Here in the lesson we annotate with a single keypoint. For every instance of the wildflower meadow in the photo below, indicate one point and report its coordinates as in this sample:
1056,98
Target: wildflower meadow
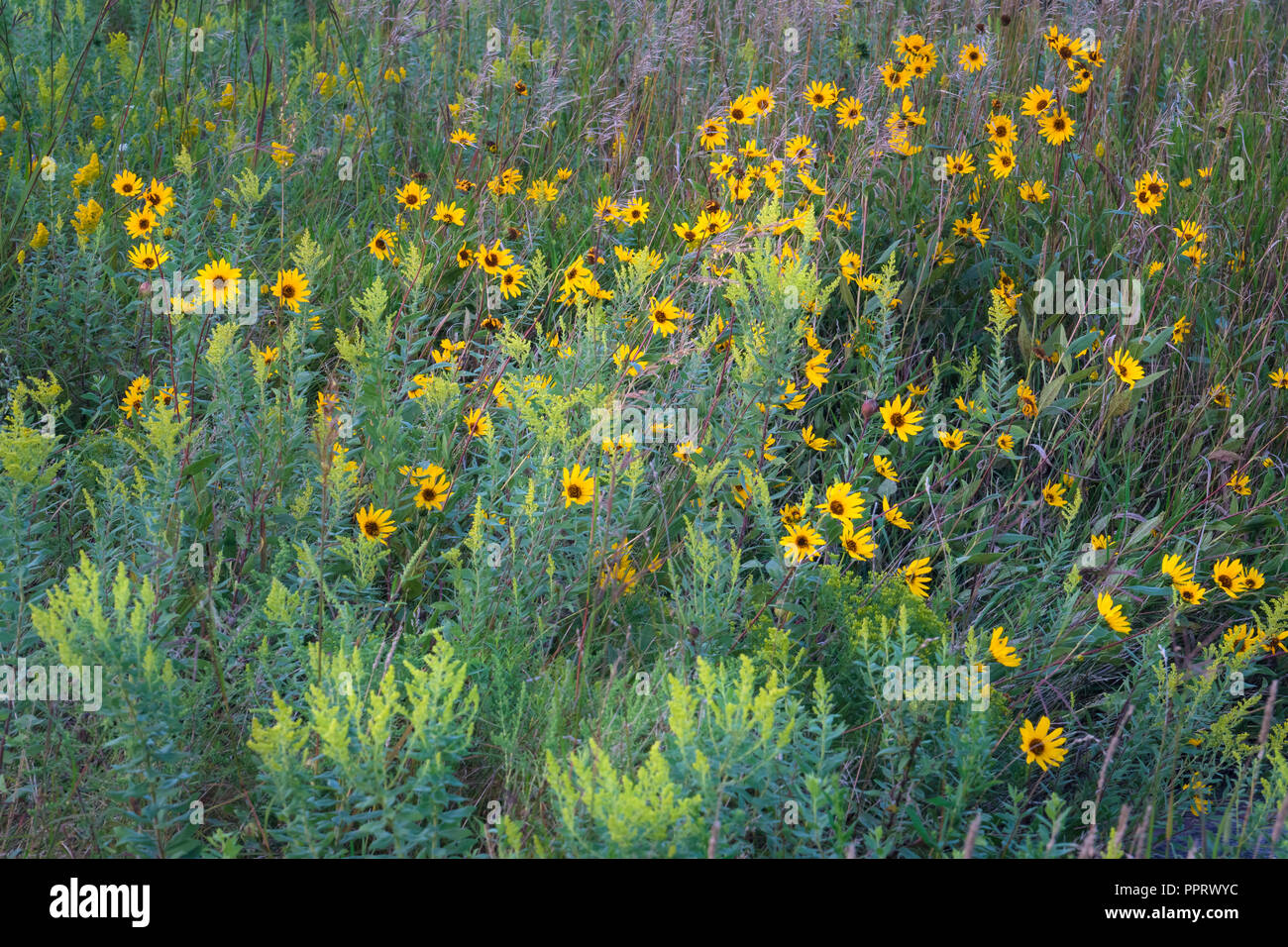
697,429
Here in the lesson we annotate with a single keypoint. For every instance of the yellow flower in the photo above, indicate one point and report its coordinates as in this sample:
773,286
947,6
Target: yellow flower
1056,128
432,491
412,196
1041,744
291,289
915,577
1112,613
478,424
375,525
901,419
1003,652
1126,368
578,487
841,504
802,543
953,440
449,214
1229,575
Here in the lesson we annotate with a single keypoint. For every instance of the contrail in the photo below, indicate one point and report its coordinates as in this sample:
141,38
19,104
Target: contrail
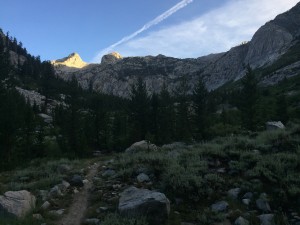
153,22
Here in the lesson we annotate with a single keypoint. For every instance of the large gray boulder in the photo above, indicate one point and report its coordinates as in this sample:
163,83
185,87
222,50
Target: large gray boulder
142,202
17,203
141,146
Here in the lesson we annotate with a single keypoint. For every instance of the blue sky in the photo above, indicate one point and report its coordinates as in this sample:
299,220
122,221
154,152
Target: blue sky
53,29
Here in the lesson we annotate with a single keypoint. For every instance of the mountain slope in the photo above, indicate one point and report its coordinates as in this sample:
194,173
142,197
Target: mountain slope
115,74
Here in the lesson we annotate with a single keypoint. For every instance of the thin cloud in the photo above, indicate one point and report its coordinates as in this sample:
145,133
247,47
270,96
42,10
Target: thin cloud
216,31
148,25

* * *

● **Written request**
Starting at the line that contains "of the mountain" and ending at the last line above, write out all of those lines again, requests included, and shift the answer point coordinates by adding 10 to every number while leaving the sample coordinates unchanged.

● **Exercise solution**
Here in the lesson we annotate with a single keypoint. For every instance of the mountain slope in the photo above, indicate one point and report its coordinates as in this sample:
194,173
142,197
Target: mountain slope
125,84
Here in the lesson we annotate with a single keypoint. For every instance of the thin cloud in the photo above, indicate one point and report its coordinates as in this sample:
145,133
247,47
270,96
42,10
Target: thin cloud
226,41
158,35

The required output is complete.